*** Data excerpts ***

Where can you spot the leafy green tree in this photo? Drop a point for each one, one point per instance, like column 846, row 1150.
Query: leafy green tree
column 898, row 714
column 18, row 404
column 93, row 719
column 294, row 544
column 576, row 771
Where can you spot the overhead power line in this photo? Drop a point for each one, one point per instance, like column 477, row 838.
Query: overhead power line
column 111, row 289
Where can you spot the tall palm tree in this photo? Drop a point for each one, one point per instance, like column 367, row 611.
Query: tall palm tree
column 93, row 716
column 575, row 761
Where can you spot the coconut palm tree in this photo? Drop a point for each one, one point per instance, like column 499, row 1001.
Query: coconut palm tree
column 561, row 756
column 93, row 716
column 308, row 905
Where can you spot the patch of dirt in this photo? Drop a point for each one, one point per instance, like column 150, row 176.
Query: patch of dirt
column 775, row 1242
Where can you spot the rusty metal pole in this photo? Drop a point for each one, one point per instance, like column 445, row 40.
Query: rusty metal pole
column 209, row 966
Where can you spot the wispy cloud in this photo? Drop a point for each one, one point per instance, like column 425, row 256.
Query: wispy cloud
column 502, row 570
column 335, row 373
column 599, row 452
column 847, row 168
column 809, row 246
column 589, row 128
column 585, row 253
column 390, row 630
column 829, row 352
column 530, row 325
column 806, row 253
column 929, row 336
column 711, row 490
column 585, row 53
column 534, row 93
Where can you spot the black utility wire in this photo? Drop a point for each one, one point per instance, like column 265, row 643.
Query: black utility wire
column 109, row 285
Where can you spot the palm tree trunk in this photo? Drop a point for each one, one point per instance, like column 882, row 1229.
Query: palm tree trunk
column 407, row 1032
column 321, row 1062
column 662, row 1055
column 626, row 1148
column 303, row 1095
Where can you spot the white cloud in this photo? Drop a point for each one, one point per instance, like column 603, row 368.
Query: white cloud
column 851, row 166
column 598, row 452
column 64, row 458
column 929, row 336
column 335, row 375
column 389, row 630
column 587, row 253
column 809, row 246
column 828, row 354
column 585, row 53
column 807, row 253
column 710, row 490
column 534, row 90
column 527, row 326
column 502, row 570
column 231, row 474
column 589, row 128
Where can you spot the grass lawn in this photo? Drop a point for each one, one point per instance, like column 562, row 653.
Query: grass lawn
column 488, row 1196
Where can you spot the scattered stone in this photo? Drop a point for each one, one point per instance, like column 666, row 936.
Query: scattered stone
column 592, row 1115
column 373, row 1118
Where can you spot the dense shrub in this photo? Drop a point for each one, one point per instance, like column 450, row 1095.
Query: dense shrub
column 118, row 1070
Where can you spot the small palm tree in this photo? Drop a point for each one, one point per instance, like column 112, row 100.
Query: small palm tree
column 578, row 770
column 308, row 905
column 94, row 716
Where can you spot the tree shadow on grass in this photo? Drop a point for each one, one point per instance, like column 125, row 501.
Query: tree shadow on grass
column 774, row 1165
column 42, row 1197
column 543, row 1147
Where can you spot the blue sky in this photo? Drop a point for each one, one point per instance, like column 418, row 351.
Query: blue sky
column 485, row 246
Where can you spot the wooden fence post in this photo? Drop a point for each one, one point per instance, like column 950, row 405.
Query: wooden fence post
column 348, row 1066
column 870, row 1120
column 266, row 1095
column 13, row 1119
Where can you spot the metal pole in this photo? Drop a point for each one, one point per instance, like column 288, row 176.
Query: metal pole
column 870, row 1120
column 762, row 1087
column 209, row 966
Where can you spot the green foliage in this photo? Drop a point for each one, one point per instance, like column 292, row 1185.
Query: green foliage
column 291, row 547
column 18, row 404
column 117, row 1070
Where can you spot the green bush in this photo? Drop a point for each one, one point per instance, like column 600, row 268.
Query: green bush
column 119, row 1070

*** End of Data excerpts ***

● **What is required**: The full set of entries above has to be restated exactly.

● **Your solution**:
Where can you spot the leafy green tree in this photo? Drop a point for each one, one point per instance, like column 846, row 1150.
Query: leafy green tree
column 898, row 714
column 18, row 404
column 93, row 719
column 294, row 544
column 576, row 771
Where can you spot the overhead power line in this photo? Drop a point for each one, one point per instance, like column 477, row 838.
Query: overhead power line
column 111, row 289
Where can you spot the tall palm tree in this photo? Drop a point for each one, one point per instance, like column 367, row 611.
Query: tall palm tree
column 93, row 716
column 575, row 761
Where can you spot the coconut palm tree in this photo? Drop a point for each one, one point per instance, like column 499, row 1001.
Query: coconut palm tree
column 561, row 756
column 93, row 716
column 308, row 905
Where can you spot the patch of dirt in this photo? Drop a point for each one, one point per instance, like column 150, row 176.
Query: patch of dirt
column 775, row 1242
Where can you spot the rusty metal pole in this photo? Drop a point for each one, one point per instance, like column 445, row 40.
Query: rusty metal pole
column 209, row 966
Where can you spot the wispy cloud in this photo? Drop a point for each one, one point per instance, like column 425, row 256.
Query: wispy cloud
column 502, row 570
column 335, row 373
column 599, row 452
column 847, row 168
column 809, row 246
column 589, row 128
column 585, row 253
column 390, row 630
column 829, row 352
column 530, row 325
column 806, row 253
column 929, row 336
column 711, row 490
column 585, row 53
column 534, row 93
Where can you spot the black utility wire in this photo? Drop a point for each one, one point per instance, like column 265, row 643.
Query: black utility wire
column 109, row 285
Where can you spot the palm tree trunk in this photo? Drop a point for each one, one point per instance, like column 882, row 1229.
Query: palm tree trunk
column 407, row 1032
column 321, row 1062
column 662, row 1055
column 626, row 1148
column 303, row 1095
Where can you spot the white cloud in this photo? Drop a point for each one, one point per instance, like column 603, row 368.
Query: white cloud
column 851, row 166
column 598, row 452
column 64, row 458
column 929, row 336
column 335, row 375
column 389, row 630
column 587, row 253
column 809, row 246
column 828, row 354
column 585, row 53
column 807, row 253
column 710, row 490
column 534, row 90
column 527, row 326
column 502, row 570
column 231, row 474
column 589, row 128
Where can you spot the grass lawn in this photo? Drop a point for each one, one point per instance, like column 562, row 653.
Query: grass lawn
column 488, row 1196
Where can you spot the scattered stone in this photo? Drop a point for each one, one point per instance, like column 666, row 936.
Query: scattered stone
column 592, row 1115
column 373, row 1118
Where can you spot the dense shrub in this photo? Drop a point for each one, one point per instance, like column 450, row 1095.
Query: dense shrub
column 118, row 1070
Where can you spot the small palm tree in this photo? Drop a point for each one, one point per instance, like column 112, row 100.
Query: small palm tree
column 578, row 770
column 308, row 905
column 94, row 716
Where can you spot the tree shadow on grass in this photo? Drop a point for each one, one point per instance, like column 125, row 501.
Query: tree shadow on grass
column 774, row 1165
column 42, row 1197
column 543, row 1147
Where can you spot the blue sky in this photo? Drop a point for each one, one point per instance, like column 418, row 351.
Query: blue sky
column 485, row 246
Where can you spot the wooden fence post in this photo? Drop a point for each one, one point per instance, like column 950, row 405.
Query: wooden fence post
column 348, row 1066
column 870, row 1120
column 266, row 1095
column 13, row 1119
Where can you spot the metal pole in this photo? Drop a point for each one, one point per instance, like column 288, row 176.
Query: metal pole
column 870, row 1120
column 762, row 1087
column 209, row 966
Where can you spot the green foliage in this photo? Drop a point for each one, one point per instance, like column 292, row 1185.
Query: green foliage
column 291, row 547
column 18, row 404
column 117, row 1070
Where can you spot the green bush in this photo? Drop a point for each one, one point per instance, like column 600, row 268.
Query: green bush
column 119, row 1070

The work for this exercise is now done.